Stated problem A
Reproduce a passage from the article on Aysha Al-Sayyar word for word, starting at the words "Aysha Ali Ahmed" and ending after "degree in 1973.".
______
= Aysha Al Sayyar =

Aysha Ali Ahmed Al-Sayyar (born October 1948) is an Emirati educator and academic. She was the first woman from the United Arab Emirates to complete university studies and obtain a doctorate degree, which she received in 1983. In 2014, she was recognized by Sheikh Mohammed bin Rashid Al Maktoum and included in a list of 43 notable figures. She received the UAE Firsts Award in recognition of being the first Emirati woman to earn a doctorate degree.

== Professional life ==
Al-Sayyar completed her secondary education in Kuwait before enrolling at Ain Shams University in Egypt, where she earned her bachelor's degree in history in 1969 and her master's degree in 1973.

Upon completing her studies, she returned to the UAE and assumed management of the Rehabilitation Office at the Ministry of Education. She subsequently became head of the Social and Psychological Services Department at the University of Sharjah.
______
Stated problem B
Find each line in the entries that contains the word "dark", and copy all such lines.

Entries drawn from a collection
______
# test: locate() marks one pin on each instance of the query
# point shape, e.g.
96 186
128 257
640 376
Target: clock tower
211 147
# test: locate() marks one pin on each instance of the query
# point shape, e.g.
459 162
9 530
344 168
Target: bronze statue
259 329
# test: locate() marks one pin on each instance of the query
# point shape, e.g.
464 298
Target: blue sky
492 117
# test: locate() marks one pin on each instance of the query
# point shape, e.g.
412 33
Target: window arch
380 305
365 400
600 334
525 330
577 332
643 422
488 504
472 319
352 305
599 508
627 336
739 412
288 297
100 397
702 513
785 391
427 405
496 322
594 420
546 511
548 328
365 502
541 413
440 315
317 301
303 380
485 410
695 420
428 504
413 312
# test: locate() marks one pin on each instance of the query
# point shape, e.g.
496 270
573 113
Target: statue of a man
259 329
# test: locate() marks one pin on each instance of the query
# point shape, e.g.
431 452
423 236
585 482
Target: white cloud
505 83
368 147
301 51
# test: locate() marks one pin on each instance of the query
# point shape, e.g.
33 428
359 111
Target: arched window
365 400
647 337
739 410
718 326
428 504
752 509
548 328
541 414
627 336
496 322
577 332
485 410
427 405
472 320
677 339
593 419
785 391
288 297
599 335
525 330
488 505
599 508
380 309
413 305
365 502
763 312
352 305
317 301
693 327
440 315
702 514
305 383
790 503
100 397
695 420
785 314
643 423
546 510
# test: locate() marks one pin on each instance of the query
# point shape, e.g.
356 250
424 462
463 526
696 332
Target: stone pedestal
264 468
______
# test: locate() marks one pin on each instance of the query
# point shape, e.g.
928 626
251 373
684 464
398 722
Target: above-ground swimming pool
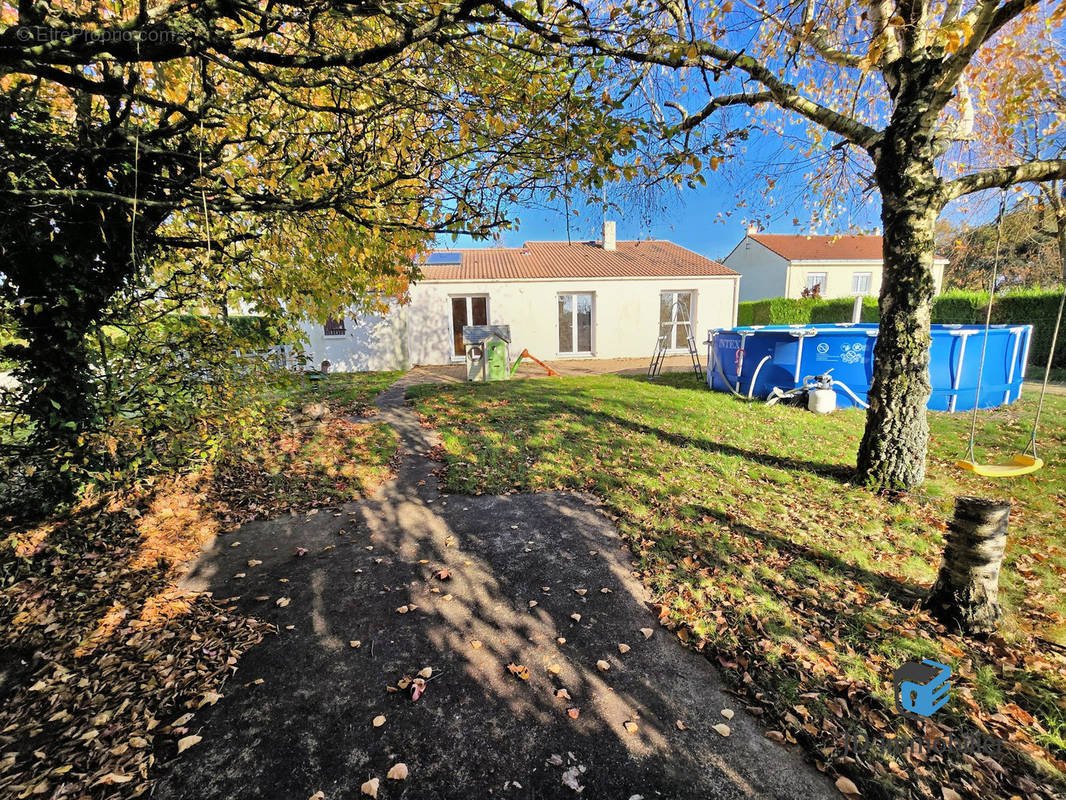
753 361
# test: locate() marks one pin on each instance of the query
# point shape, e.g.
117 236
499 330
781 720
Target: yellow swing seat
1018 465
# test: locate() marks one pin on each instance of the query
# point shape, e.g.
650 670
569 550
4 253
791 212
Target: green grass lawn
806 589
______
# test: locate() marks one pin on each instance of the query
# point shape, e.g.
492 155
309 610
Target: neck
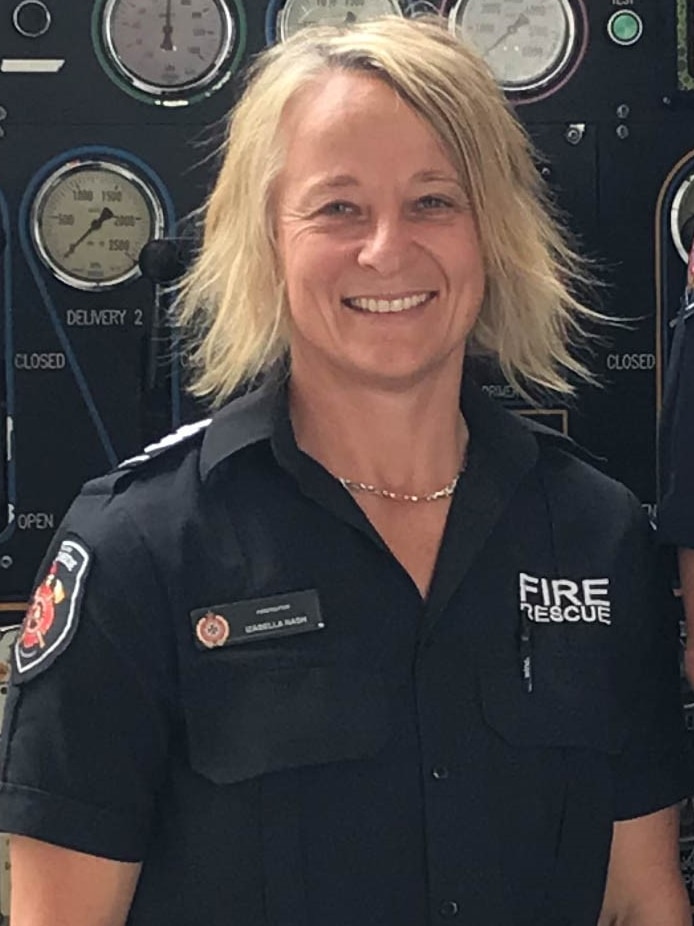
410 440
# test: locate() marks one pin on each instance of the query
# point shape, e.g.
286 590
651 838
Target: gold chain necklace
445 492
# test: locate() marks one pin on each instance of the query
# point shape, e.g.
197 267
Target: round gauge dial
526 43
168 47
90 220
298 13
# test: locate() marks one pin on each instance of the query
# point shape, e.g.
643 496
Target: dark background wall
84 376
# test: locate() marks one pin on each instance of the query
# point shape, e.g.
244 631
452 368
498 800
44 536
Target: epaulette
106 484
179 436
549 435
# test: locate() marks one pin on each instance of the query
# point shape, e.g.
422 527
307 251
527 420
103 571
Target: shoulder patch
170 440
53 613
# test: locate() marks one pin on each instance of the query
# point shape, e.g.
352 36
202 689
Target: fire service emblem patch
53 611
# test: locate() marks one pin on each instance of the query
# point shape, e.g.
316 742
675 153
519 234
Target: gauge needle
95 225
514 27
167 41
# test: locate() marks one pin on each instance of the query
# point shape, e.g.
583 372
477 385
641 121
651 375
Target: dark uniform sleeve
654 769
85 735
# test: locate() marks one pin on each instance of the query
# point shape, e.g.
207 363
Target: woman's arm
______
Full output A
Aysha Ali Ahmed Al-Sayyar (born October 1948) is an Emirati educator and academic. She was the first woman from the United Arab Emirates to complete university studies and obtain a doctorate degree, which she received in 1983. In 2014, she was recognized by Sheikh Mohammed bin Rashid Al Maktoum and included in a list of 43 notable figures. She received the UAE Firsts Award in recognition of being the first Emirati woman to earn a doctorate degree.

== Professional life ==
Al-Sayyar completed her secondary education in Kuwait before enrolling at Ain Shams University in Egypt, where she earned her bachelor's degree in history in 1969 and her master's degree in 1973.

Full output B
Target: dark background wall
Target: dark uniform sleeve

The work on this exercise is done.